#### DIRECTIVE
Your job is to retype all of the data word for word, leaving every image out.

--------------------

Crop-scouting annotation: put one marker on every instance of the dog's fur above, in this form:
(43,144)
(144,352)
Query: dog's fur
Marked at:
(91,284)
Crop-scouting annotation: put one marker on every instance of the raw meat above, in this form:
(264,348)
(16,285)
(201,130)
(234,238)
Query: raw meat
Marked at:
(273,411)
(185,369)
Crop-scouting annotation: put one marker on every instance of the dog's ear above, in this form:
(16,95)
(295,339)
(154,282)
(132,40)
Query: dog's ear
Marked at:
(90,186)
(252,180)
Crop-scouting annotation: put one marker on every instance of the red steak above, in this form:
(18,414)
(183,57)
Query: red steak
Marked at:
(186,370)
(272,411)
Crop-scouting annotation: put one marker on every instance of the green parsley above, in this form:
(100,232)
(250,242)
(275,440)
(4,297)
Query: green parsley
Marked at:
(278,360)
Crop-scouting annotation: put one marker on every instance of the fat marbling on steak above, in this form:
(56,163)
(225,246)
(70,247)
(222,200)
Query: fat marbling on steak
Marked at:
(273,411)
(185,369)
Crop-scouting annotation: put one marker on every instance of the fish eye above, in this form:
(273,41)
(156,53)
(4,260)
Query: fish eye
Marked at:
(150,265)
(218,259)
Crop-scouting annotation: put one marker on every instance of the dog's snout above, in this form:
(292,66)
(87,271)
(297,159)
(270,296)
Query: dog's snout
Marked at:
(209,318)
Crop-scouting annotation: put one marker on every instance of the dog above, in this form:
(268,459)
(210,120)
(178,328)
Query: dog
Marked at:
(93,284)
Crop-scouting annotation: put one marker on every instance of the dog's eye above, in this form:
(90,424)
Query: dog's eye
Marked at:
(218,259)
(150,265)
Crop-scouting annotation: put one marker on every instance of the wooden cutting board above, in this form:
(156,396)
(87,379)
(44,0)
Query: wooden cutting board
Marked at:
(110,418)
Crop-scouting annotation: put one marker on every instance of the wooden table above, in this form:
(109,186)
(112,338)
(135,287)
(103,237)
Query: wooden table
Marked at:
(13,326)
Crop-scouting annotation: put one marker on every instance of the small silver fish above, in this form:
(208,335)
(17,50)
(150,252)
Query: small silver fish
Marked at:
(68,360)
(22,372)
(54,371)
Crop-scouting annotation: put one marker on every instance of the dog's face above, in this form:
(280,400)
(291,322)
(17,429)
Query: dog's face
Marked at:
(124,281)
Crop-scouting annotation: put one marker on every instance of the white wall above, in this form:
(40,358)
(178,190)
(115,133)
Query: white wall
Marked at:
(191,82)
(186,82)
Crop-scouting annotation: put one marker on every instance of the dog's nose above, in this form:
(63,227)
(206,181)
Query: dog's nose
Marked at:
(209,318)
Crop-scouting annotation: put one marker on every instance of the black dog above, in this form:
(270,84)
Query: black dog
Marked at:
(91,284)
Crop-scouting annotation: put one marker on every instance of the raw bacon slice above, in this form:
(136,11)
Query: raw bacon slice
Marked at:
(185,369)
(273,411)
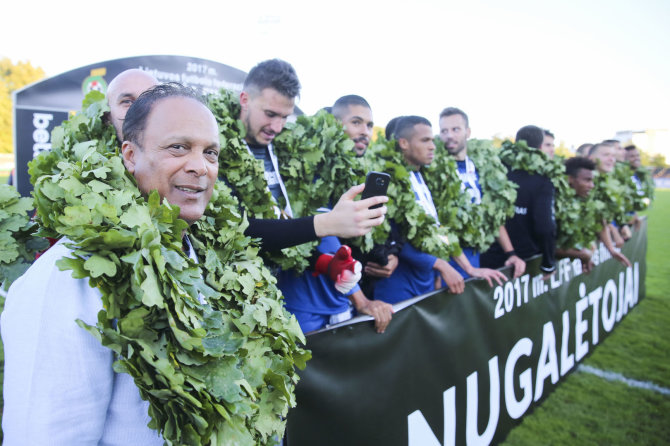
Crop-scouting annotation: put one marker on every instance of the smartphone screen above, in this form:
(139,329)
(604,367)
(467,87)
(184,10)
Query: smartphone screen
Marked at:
(376,183)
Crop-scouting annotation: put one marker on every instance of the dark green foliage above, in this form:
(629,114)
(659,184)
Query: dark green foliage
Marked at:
(218,372)
(414,224)
(475,226)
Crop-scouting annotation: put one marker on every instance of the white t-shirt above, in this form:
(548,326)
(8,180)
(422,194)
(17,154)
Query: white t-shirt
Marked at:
(59,386)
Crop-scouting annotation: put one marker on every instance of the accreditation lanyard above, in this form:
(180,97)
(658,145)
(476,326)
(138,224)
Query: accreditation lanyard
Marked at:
(275,164)
(469,181)
(423,195)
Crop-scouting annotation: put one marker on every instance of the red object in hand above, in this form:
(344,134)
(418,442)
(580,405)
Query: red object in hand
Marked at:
(340,268)
(334,265)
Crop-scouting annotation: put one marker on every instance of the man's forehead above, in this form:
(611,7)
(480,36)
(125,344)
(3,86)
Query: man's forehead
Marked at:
(454,120)
(130,84)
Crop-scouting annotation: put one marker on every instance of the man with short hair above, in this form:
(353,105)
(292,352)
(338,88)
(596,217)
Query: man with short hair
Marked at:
(580,178)
(532,229)
(603,154)
(548,143)
(122,91)
(60,386)
(454,133)
(355,114)
(267,100)
(416,271)
(619,152)
(580,175)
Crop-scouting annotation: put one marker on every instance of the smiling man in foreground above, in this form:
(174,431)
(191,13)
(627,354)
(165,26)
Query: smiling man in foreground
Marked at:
(119,350)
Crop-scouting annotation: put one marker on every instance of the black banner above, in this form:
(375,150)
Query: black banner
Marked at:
(461,369)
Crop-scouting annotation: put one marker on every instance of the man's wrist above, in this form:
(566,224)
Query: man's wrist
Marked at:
(321,222)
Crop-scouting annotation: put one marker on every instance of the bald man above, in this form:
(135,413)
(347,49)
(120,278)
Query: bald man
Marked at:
(122,91)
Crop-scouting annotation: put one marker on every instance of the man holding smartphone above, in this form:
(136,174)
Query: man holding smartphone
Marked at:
(454,133)
(355,114)
(267,100)
(417,270)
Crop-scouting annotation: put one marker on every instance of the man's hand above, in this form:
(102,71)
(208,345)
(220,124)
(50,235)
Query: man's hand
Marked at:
(518,265)
(380,311)
(586,257)
(616,237)
(351,218)
(452,278)
(376,270)
(618,256)
(489,275)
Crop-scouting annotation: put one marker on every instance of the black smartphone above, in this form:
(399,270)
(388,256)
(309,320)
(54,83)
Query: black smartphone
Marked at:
(376,183)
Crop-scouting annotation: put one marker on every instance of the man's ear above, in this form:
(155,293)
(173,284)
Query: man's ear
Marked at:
(128,154)
(244,100)
(404,144)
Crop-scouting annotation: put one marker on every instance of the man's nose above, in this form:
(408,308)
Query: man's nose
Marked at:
(196,163)
(277,124)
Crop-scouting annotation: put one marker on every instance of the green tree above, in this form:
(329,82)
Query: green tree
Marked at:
(12,77)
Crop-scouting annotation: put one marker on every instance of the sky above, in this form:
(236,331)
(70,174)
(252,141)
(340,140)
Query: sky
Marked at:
(582,69)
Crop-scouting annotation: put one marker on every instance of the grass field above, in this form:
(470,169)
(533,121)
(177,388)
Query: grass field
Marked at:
(589,410)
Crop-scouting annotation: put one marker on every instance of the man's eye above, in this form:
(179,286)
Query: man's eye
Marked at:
(212,155)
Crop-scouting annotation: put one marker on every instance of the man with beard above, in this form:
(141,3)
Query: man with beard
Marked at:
(417,270)
(454,133)
(267,100)
(355,114)
(548,144)
(603,154)
(579,170)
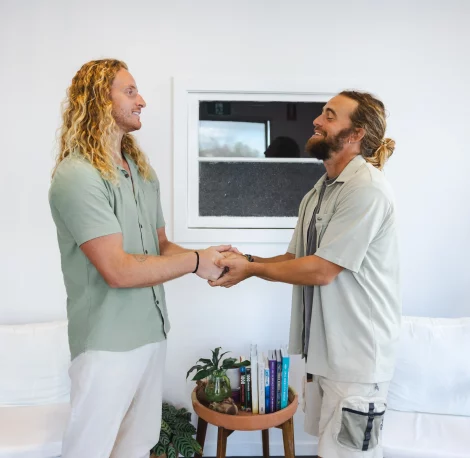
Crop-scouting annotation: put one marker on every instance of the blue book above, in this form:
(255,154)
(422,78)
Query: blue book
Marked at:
(285,377)
(267,386)
(272,381)
(278,378)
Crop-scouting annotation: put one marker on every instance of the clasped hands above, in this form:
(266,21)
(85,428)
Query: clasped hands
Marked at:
(223,265)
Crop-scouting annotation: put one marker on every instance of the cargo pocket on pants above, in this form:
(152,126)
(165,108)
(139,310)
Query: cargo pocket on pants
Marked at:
(359,422)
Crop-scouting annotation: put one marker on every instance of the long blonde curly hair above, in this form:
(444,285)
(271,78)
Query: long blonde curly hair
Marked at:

--------------------

#### ANSWER TO THE TASK
Crop-scouting annotation: put one marker on every instance of the dog's fur above, in this form:
(43,144)
(144,352)
Query: dog's fur
Marked at:
(91,284)
Crop-scouting annotation: put one marker on every instance of the raw meat above, in this form:
(264,348)
(16,285)
(201,130)
(234,238)
Query: raw meat
Marked at:
(273,411)
(185,369)
Crop-scouting annotation: put one marker on every instance of the dog's ear above, in this form:
(16,95)
(295,339)
(154,282)
(132,40)
Query: dog's ear
Marked at:
(90,186)
(252,180)
Crop-scouting annotation: put one marker on every instance of the red steak above, in this form:
(18,414)
(183,57)
Query: red steak
Marked at:
(186,370)
(272,411)
Crop-scouting annotation: put one marker on every instance of the green parsley above, in this form:
(100,232)
(250,242)
(275,440)
(4,297)
Query: green parsley
Marked at:
(278,360)
Crop-scouting annotation: put one marker on every instance of the fat marbling on steak above, in this form:
(56,163)
(225,246)
(70,247)
(222,200)
Query: fat marbling on steak
Marked at:
(273,411)
(185,369)
Crop-scouting annotation: put one marker on every instance of the fish eye above, in this form:
(273,41)
(156,53)
(4,260)
Query: fish eye
Marked at:
(150,265)
(218,259)
Crop-scouting annotation: put one marker on every instance of the dog's snout above, in this form:
(292,66)
(87,271)
(297,159)
(270,296)
Query: dog's snout
Marked at:
(209,318)
Crop-scouting annotation: put one marker on every instance of the dog above, in this form:
(268,459)
(210,120)
(178,328)
Query: dog
Marked at:
(93,284)
Crop-scouting annotation: put one marker on every instance of the dog's eye above, in this form:
(90,424)
Query: dog's eye
Marked at:
(218,259)
(150,265)
Crop-scouting annotation: put one marker on every instance of the wooden cutting board above, in this form:
(156,396)
(87,379)
(44,0)
Query: wooden cutting board
Marked at:
(110,418)
Crop-scouting annotation: put one marker on every instance of the wooden table above, in this form:
(109,186)
(112,338)
(135,287)
(103,237)
Query: wooden table
Marked at:
(13,326)
Crop-scouting annotation: put one marker on every instance of the small silver fish above, in this form:
(208,335)
(17,50)
(150,252)
Query: small silver fish
Marked at:
(68,360)
(22,372)
(54,371)
Crop-scouting annotation: put one marker on every instance of the dog's face above, in this form:
(280,400)
(291,322)
(17,429)
Query: dog's face
Marked at:
(124,281)
Crop-scouting annotation: put one marker on every instance of the white wall above, in this form:
(40,358)
(178,190)
(115,133)
Query: white wall
Marked at:
(191,82)
(186,82)
Crop-scouting annotation: put one marker on every instance of the dog's nose above, in this form:
(63,227)
(206,181)
Query: dog's nose
Marked at:
(209,318)
Crop-scouting annotation: put one marker on every instance of the black dog above, in this form:
(270,84)
Query: black dog
Marked at:
(91,284)
Crop-scouting annotation: put one marker on every instance of the raw bacon slice above, in this form:
(136,11)
Query: raw bacon slice
Marked at:
(185,369)
(273,411)
Crop-scouting annotation: put one marker on every instance of the smartphone screen above, in this form:
(139,329)
(604,367)
(467,87)
(184,10)
Query: smartphone screen
Marked at:
(376,183)
Crop-scouting annotation: put one marker on every instance of the dark green foliage above, in this form:
(629,114)
(659,184)
Query: dark green foliage
Marked at:
(218,372)
(414,224)
(475,226)
Crop-scouting annotation: put one marker on every instance of the white t-shirt above, in this form:
(548,326)
(8,180)
(422,194)
(17,154)
Query: white t-shirt
Marked at:
(59,386)
Crop-scouting annotation: put one marker on every instance of the accreditation lanyard above, in this form:
(180,97)
(658,145)
(476,326)
(138,224)
Query: accreditation lanyard
Marked at:
(275,164)
(469,181)
(423,195)
Crop-scouting annotation: put one marker on every instance of the red object in hand above, in this form:
(344,134)
(418,442)
(580,405)
Query: red object in hand
Marked at:
(340,268)
(334,265)
Crop-scouting annotation: put one marker on every instance of the man's forehead above, in this form:
(611,7)
(480,36)
(125,344)
(3,86)
Query: man's forehead
Marked at:
(454,120)
(130,84)
Crop-scouting annotation: put one marker on every instance of the man with short hair above, in this form:
(353,105)
(292,352)
(338,88)
(596,217)
Query: man with short hair
Marked at:
(580,178)
(532,229)
(603,154)
(548,143)
(122,91)
(60,386)
(454,133)
(355,114)
(267,100)
(416,271)
(619,152)
(580,175)
Crop-scouting annotation: put one marker on every instance of the smiling man in foreground above, in this form:
(174,431)
(191,13)
(627,354)
(165,26)
Query: smiling man in foreground
Marked at:
(119,350)
Crop-scouting annotation: put one marker on every instance of the black banner above, in this form:
(375,150)
Query: black banner
Marked at:
(461,369)
Crop-scouting annotation: put one marker on every instance of the man's wrist above, in this form:
(566,224)
Query: man's wrist
Marked at:
(321,222)
Crop-scouting annotation: put one marker on every instance of the bald man above, in this form:
(135,413)
(347,49)
(120,278)
Query: bald man
Marked at:
(122,91)
Crop-scouting annotation: put one marker on every instance of the man holding smartphone above, in this form:
(136,174)
Query: man holding smartphone
Marked at:
(454,133)
(355,114)
(267,100)
(417,270)
Crop-scouting annotation: put one marker on every instance of the man's hand above, in this form:
(102,71)
(208,345)
(220,124)
(50,235)
Query: man's hand
Marked at:
(518,265)
(380,311)
(586,257)
(616,237)
(351,218)
(452,278)
(376,270)
(618,256)
(489,275)
Crop-scouting annotation: put one marker on every instance of the black smartphone above, in this form:
(399,270)
(388,256)
(309,320)
(54,83)
Query: black smartphone
Marked at:
(376,183)
Crop-scouting annotation: put one marker on every instance of the man's ear above, in this form:
(155,293)
(173,284)
Query: man's ear
Marked at:
(128,154)
(244,100)
(404,144)
Crop-scouting annotation: put one marker on every instance of the man's nose above, in this form:
(408,308)
Query: man's nose
Marked at:
(196,163)
(277,124)
Crop-scouting annotation: put one marker on every instance of the green tree above, in this form:
(329,82)
Query: green tree
Marked at:
(12,77)
Crop-scouting annotation: put one marker on every instance of the sky above, in this form:
(236,331)
(70,174)
(252,141)
(340,140)
Query: sky
Marked at:
(582,69)
Crop-scouting annotation: put one marker on every instance of the grass field above, in this form:
(470,169)
(533,121)
(177,388)
Query: grass field
Marked at:
(589,410)
Crop-scouting annotation: put one marker on every instance of the man's eye above, in this form:
(179,286)
Query: man's eye
Marked at:
(212,155)
Crop-scouting annotation: put one marker on every instance of the man with beard above, in this form:
(141,3)
Query: man with beard
Marked at:
(417,270)
(454,133)
(267,100)
(355,114)
(548,144)
(603,154)
(579,170)
Crop-scouting annotation: put one marker on every instance of the blue book above, in this form:
(255,154)
(422,78)
Query: blue book
Marked at:
(285,377)
(267,386)
(272,381)
(278,378)
Crop-scouting annotation: put one marker on every instance of the clasped hands above, in this form:
(266,21)
(85,428)
Query: clasped hands
Marked at:
(223,265)
Crop-scouting annotation: put one marker on every instance of the cargo pocket on pants above, in this form:
(152,126)
(165,108)
(139,310)
Query: cargo pocket on pants
Marked at:
(359,422)
Crop-scouting annotation: put one marker on every instance of the long blonde curly hair above, in this form:
(444,285)
(271,78)
Query: long blonde curly hair
Marked at:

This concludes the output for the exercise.